- TASK GOAL -
Restate each record below word for word, skipping images.

(Dataset entries)

-.-.-

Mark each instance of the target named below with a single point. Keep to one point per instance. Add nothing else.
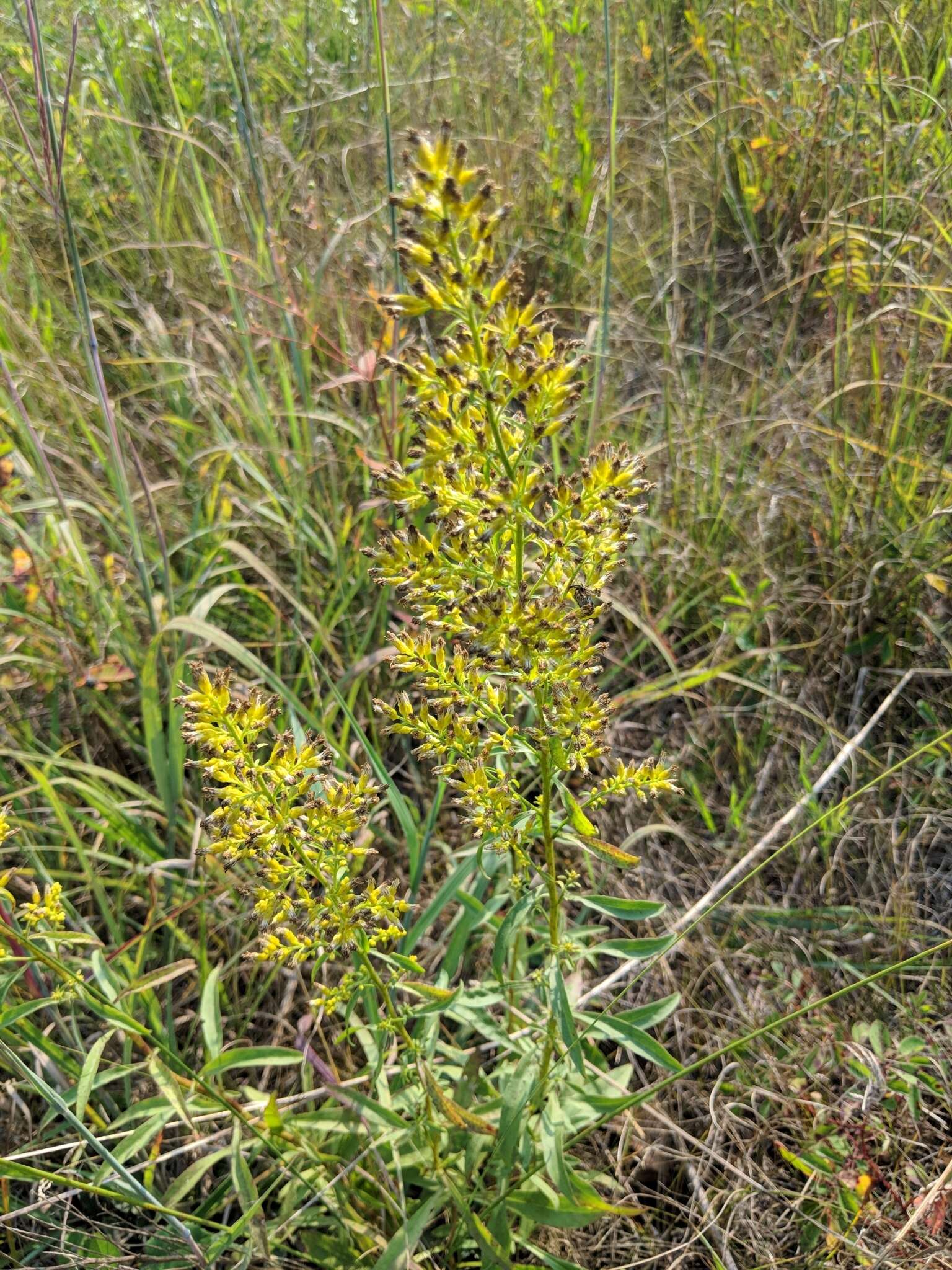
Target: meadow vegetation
(342, 956)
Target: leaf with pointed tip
(626, 910)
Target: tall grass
(746, 213)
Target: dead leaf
(102, 675)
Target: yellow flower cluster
(294, 830)
(500, 559)
(42, 913)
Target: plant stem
(385, 996)
(549, 841)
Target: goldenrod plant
(501, 553)
(503, 558)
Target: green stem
(549, 840)
(385, 997)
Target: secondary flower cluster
(500, 559)
(42, 913)
(295, 831)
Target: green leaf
(399, 1253)
(13, 1014)
(508, 930)
(135, 1142)
(90, 1066)
(635, 1039)
(576, 817)
(253, 1055)
(516, 1091)
(162, 974)
(550, 1259)
(651, 1014)
(628, 910)
(211, 1015)
(169, 1088)
(152, 724)
(562, 1212)
(563, 1011)
(196, 1171)
(248, 1194)
(637, 950)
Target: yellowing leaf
(457, 1116)
(614, 855)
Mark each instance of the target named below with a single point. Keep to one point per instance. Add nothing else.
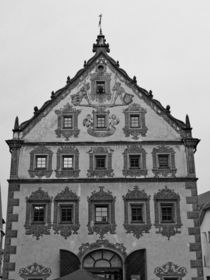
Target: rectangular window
(100, 87)
(101, 121)
(100, 162)
(41, 162)
(163, 161)
(67, 162)
(167, 212)
(134, 121)
(101, 214)
(137, 213)
(38, 213)
(67, 122)
(134, 161)
(66, 214)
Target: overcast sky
(164, 43)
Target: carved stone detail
(100, 75)
(167, 229)
(33, 171)
(35, 270)
(88, 247)
(67, 110)
(107, 171)
(103, 197)
(172, 168)
(170, 270)
(137, 196)
(41, 229)
(66, 196)
(110, 122)
(66, 151)
(134, 172)
(135, 132)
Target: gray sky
(165, 43)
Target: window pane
(134, 161)
(66, 213)
(101, 121)
(134, 121)
(101, 214)
(100, 87)
(163, 161)
(67, 122)
(67, 161)
(41, 161)
(38, 213)
(167, 212)
(136, 213)
(100, 162)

-.-.-

- RESULT BELOW -
Mark each instance of the target named below with a single point. Keep to one point per instance. Add nothing else.
Target: meadow vegetation
(342, 956)
Target: leaf with pointed tip
(626, 910)
Target: tall grass
(746, 213)
Target: dead leaf
(102, 675)
Target: yellow flower cluster
(294, 830)
(500, 559)
(42, 913)
Target: plant stem
(385, 996)
(549, 841)
Target: goldenrod plant
(501, 553)
(503, 558)
Target: green stem
(549, 840)
(385, 997)
Target: secondary flower cluster
(500, 559)
(42, 913)
(295, 831)
Target: green leaf
(399, 1253)
(13, 1014)
(508, 930)
(135, 1142)
(90, 1066)
(635, 1039)
(576, 817)
(253, 1055)
(516, 1091)
(162, 974)
(550, 1259)
(651, 1014)
(628, 910)
(211, 1015)
(169, 1088)
(152, 724)
(562, 1212)
(563, 1011)
(196, 1171)
(248, 1194)
(637, 950)
Target: yellowing leaf
(457, 1116)
(614, 855)
Mark each instance of the target named below with a single point. Keep to one point per instance. Add nothing else.
Target: rectangular window
(100, 87)
(101, 121)
(100, 162)
(41, 162)
(163, 161)
(67, 162)
(167, 212)
(134, 121)
(101, 214)
(137, 213)
(38, 213)
(67, 122)
(134, 161)
(66, 214)
Target: overcast sky
(164, 43)
Target: carved stone detail
(100, 75)
(167, 229)
(33, 171)
(35, 270)
(88, 247)
(67, 110)
(107, 171)
(103, 197)
(172, 168)
(170, 270)
(137, 196)
(41, 229)
(66, 196)
(110, 122)
(66, 151)
(134, 172)
(135, 132)
Target: gray sky
(165, 43)
Target: window pane
(134, 161)
(66, 213)
(101, 121)
(134, 121)
(101, 214)
(100, 87)
(163, 161)
(67, 122)
(67, 161)
(41, 161)
(38, 213)
(167, 212)
(136, 213)
(100, 162)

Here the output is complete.